• **TASK GOAL**: Copy the lines below word for word, starting with the very first line and continuing through the line that contains "point(84, 34)", including both of those lines.

Collection entries
__________________________________________________

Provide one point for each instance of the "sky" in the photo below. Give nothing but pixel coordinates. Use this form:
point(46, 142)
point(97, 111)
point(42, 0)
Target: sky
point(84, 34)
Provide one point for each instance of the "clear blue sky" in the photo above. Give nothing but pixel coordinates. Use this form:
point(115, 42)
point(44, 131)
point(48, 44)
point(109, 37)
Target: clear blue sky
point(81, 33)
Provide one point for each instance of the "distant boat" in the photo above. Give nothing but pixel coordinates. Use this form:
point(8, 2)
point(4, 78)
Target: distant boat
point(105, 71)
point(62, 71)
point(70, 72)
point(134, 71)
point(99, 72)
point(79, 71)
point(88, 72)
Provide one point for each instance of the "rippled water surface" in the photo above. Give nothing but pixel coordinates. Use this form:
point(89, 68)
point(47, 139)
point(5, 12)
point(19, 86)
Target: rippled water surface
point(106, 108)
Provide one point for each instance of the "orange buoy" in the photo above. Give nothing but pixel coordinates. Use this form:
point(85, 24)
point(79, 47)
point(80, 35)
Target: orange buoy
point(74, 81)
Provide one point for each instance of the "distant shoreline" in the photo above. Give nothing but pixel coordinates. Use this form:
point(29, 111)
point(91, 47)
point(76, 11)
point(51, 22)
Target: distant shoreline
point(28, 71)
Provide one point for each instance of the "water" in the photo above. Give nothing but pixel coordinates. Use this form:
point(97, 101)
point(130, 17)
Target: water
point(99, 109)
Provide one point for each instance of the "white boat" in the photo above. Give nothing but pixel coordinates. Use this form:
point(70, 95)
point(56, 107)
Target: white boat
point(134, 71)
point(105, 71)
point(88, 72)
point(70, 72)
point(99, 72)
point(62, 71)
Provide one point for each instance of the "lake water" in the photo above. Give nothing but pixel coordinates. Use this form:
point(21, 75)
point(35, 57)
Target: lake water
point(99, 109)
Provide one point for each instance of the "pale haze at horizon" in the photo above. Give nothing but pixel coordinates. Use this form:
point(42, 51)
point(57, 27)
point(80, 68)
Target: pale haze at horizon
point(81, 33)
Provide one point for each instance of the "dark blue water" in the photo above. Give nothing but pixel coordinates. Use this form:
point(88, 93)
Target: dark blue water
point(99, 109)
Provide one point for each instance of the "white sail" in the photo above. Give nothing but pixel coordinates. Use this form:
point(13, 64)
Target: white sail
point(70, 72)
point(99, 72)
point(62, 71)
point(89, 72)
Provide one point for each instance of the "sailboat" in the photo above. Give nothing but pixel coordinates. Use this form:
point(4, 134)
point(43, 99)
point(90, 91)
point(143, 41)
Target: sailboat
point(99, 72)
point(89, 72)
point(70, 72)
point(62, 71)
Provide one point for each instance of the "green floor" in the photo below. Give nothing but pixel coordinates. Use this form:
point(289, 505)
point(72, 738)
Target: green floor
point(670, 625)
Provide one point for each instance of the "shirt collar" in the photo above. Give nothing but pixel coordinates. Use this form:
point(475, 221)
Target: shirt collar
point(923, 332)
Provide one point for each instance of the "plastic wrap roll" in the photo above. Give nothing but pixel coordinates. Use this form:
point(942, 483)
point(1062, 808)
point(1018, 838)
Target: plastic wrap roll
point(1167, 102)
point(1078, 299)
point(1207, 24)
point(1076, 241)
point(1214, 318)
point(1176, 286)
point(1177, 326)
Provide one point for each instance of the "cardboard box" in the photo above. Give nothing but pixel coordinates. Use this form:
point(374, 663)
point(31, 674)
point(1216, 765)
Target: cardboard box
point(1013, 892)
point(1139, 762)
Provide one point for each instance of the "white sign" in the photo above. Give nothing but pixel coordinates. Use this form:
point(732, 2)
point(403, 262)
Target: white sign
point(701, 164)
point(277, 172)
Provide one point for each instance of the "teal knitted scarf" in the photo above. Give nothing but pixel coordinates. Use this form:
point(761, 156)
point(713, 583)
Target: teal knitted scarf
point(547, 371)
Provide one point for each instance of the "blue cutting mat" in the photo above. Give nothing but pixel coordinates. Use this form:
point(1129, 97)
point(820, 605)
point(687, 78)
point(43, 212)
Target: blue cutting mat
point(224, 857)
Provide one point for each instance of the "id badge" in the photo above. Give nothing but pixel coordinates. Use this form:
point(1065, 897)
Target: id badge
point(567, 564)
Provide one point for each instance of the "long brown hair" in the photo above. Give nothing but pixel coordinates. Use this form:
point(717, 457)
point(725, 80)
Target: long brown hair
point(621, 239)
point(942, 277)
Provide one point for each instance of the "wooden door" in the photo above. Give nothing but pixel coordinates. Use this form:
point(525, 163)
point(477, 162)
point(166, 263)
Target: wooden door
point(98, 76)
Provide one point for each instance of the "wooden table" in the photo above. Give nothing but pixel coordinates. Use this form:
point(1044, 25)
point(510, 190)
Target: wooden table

__________________________________________________

• **FULL ANSWER**:
Provide one point for each instance of the "sky" in the photo below. Give nothing but pixel coordinates. Use this form:
point(46, 142)
point(97, 111)
point(42, 0)
Target: sky
point(84, 34)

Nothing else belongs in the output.